_SOURCE EXTRACT:_
/---

Politics & Government

Toms River Phone, Email Blitz Urged Over S2 School Aid Cuts

With Gov. Phil Murphy's budget address coming up shortly, parents are being urged to make their voices heard on the impact of the cuts.

A sign at the protest held when Senate President Stephen Sweeney spoke to the Ocean County Mayors Association in January. Toms River and other districts are seeking a pause on S2 and a reexamination of the formula on local fair share.
A sign at the protest held when Senate President Stephen Sweeney spoke to the Ocean County Mayors Association in January. Toms River and other districts are seeking a pause on S2 and a reexamination of the formula on local fair share. (Karen Wall/Patch)

TOMS RIVER, NJ — With the Toms River Regional Schools working to find a way to close a $4.3 million gap caused by an anticipated state aid cut in the 2020-2021 school year, the district is rallying to fight back.

\---

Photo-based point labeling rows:
/---

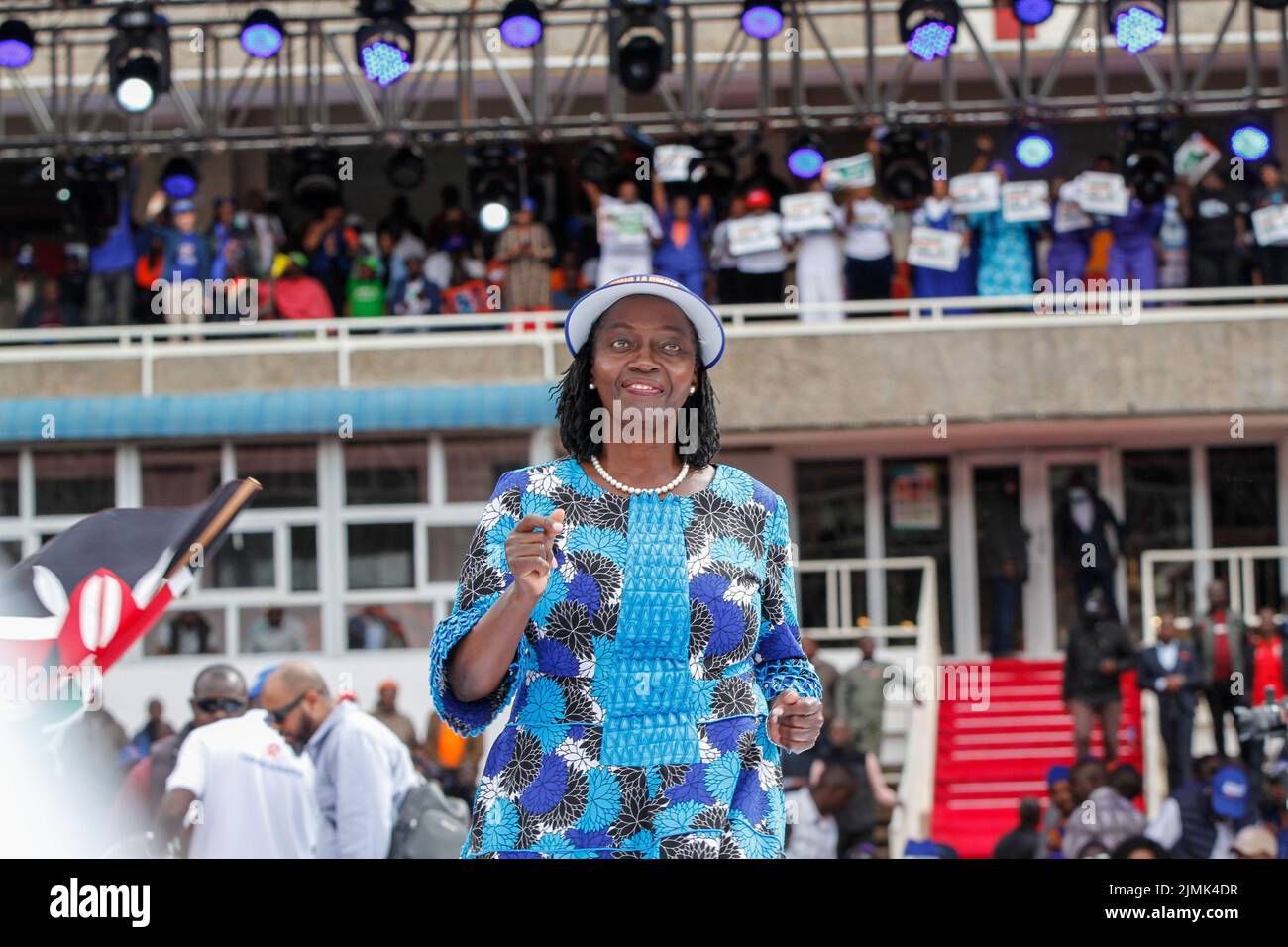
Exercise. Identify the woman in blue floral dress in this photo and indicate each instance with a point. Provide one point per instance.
(647, 634)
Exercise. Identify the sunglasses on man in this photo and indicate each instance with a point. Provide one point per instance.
(214, 705)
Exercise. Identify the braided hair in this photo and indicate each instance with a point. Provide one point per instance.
(578, 399)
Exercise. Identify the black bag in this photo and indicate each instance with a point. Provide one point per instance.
(430, 825)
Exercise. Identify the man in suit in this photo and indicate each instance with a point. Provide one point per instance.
(1082, 526)
(1171, 671)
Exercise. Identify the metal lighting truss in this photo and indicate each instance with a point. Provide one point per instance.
(467, 86)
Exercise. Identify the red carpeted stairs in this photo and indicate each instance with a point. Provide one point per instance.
(992, 757)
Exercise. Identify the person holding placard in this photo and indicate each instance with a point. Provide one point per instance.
(820, 264)
(868, 261)
(1070, 235)
(1133, 254)
(936, 213)
(629, 231)
(1005, 249)
(1216, 232)
(756, 243)
(724, 263)
(1274, 258)
(683, 254)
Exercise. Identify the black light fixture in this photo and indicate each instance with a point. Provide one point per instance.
(640, 38)
(1147, 166)
(138, 56)
(905, 155)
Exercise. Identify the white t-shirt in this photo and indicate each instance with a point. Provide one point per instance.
(765, 261)
(257, 793)
(819, 252)
(627, 230)
(868, 235)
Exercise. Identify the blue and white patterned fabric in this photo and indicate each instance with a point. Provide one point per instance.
(644, 677)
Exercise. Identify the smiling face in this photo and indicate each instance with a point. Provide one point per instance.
(645, 355)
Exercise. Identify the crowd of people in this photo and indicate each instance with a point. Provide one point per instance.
(338, 264)
(279, 768)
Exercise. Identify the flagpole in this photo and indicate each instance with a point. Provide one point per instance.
(220, 519)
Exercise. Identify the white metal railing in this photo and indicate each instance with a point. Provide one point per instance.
(1241, 582)
(915, 789)
(342, 338)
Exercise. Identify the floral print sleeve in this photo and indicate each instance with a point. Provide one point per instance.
(483, 578)
(781, 664)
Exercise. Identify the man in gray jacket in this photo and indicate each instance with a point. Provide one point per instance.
(364, 771)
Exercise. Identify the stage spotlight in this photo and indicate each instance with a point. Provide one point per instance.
(805, 158)
(138, 56)
(928, 27)
(404, 169)
(520, 24)
(1147, 163)
(1250, 141)
(761, 20)
(385, 46)
(17, 44)
(1137, 25)
(262, 34)
(314, 176)
(905, 163)
(1033, 12)
(640, 35)
(179, 178)
(1033, 149)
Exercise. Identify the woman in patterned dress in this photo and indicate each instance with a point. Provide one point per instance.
(648, 639)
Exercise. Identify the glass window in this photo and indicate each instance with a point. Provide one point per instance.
(75, 482)
(389, 626)
(914, 499)
(475, 466)
(447, 548)
(179, 475)
(1003, 557)
(279, 629)
(288, 474)
(1158, 515)
(245, 561)
(304, 558)
(385, 472)
(187, 631)
(1243, 483)
(8, 484)
(828, 526)
(380, 556)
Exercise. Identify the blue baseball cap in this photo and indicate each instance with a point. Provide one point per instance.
(1231, 792)
(595, 303)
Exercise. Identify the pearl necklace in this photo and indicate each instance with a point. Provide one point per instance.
(639, 491)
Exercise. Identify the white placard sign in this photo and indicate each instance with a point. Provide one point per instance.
(1025, 200)
(810, 211)
(1196, 158)
(748, 235)
(1270, 224)
(671, 161)
(625, 226)
(975, 193)
(934, 249)
(855, 170)
(1103, 193)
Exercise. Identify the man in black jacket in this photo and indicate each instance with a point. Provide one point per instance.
(1099, 651)
(1082, 525)
(1171, 671)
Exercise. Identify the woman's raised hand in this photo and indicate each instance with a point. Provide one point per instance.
(529, 552)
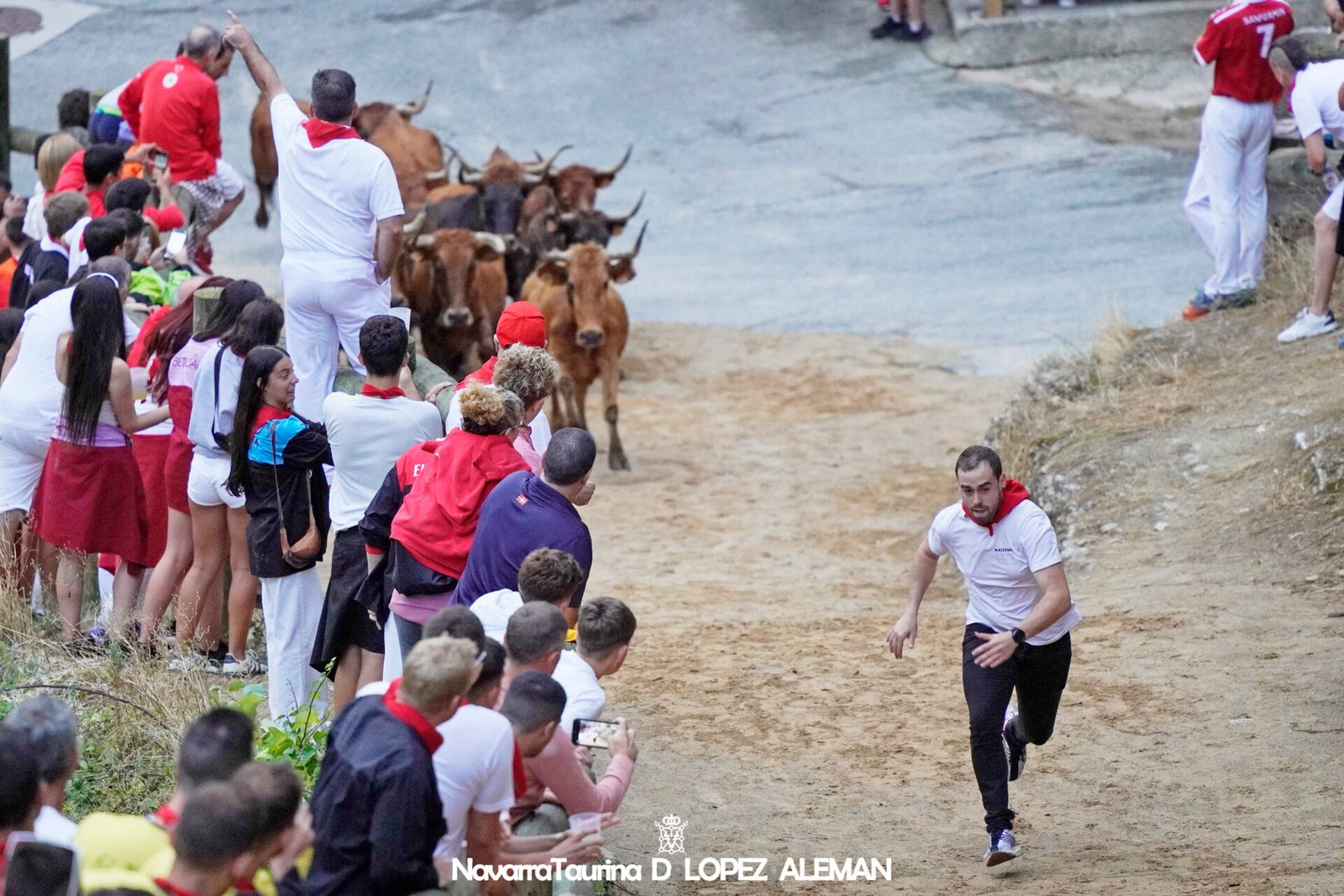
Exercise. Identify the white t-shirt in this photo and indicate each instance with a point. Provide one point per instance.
(331, 197)
(475, 770)
(541, 426)
(367, 436)
(31, 396)
(999, 567)
(584, 696)
(495, 609)
(1316, 98)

\---

_WHAT TO DO:_
1 > According to the Toms River school aid article, how large is the gap the Toms River Regional Schools are working to close?
2 > Give the stretch of the rows from the line containing "Exercise. Identify the white metal" through the line containing "(1103, 193)" as a Markdown table with the columns No. and Line, leaving out blank lines.

_ANSWERS TO THE EXERCISES:_
1 > $4.3 million.

2 >
| No. | Line |
|---|---|
| 1 | Exercise. Identify the white metal railing in this photo and indicate each instance with a point. Provide one point per instance. |
| 2 | (1241, 582) |
| 3 | (915, 789) |
| 4 | (342, 338) |
| 5 | Exercise. Identify the floral print sleeve in this photo and indicate each instance with a point. Provide one point per instance. |
| 6 | (483, 578) |
| 7 | (781, 664) |
| 8 | Exercise. Identify the man in gray jacket in this photo and indicate each instance with a point. Provide one point per instance. |
| 9 | (364, 771) |
| 10 | Exercise. Identify the stage spotlight in this photo and indicate each instance with a point. Provide one point per instance. |
| 11 | (805, 158) |
| 12 | (138, 56) |
| 13 | (928, 27) |
| 14 | (404, 169) |
| 15 | (520, 24) |
| 16 | (1147, 163) |
| 17 | (1250, 141) |
| 18 | (761, 20) |
| 19 | (385, 46) |
| 20 | (17, 44) |
| 21 | (1137, 25) |
| 22 | (262, 34) |
| 23 | (314, 176) |
| 24 | (905, 163) |
| 25 | (1033, 12) |
| 26 | (640, 35) |
| 27 | (179, 178) |
| 28 | (1033, 149) |
| 29 | Exercise. Identify the woman in patterned dress in this photo and indicate each instance with a point. Provide one point per instance. |
| 30 | (648, 639) |
| 31 | Exercise. Identify the glass window in this photo and indicate each instance with a point. Provide one point per instance. |
| 32 | (75, 482) |
| 33 | (389, 626) |
| 34 | (914, 499) |
| 35 | (475, 466) |
| 36 | (447, 548) |
| 37 | (179, 475) |
| 38 | (1003, 557) |
| 39 | (279, 629) |
| 40 | (288, 474) |
| 41 | (1158, 515) |
| 42 | (245, 561) |
| 43 | (304, 558) |
| 44 | (385, 472) |
| 45 | (187, 631) |
| 46 | (1243, 483) |
| 47 | (8, 484) |
| 48 | (828, 526) |
| 49 | (380, 556) |
| 50 | Exercise. Identify the blue baseball cap in this photo and indicate each instance with a point. Provide one point per instance. |
| 51 | (1231, 792) |
| 52 | (595, 303) |
| 53 | Exercise. Identify the pearl necklace in this photo and indicate each instance with a point. Provide one point per instance. |
| 54 | (639, 491) |
| 55 | Exercise. Identify the white placard sign in this photo and indicate each instance with a point. Provide one point per instance. |
| 56 | (1025, 200) |
| 57 | (810, 211) |
| 58 | (1196, 158) |
| 59 | (748, 235) |
| 60 | (1270, 224) |
| 61 | (671, 161) |
| 62 | (625, 226) |
| 63 | (975, 193) |
| 64 | (934, 249) |
| 65 | (855, 170) |
| 66 | (1103, 193) |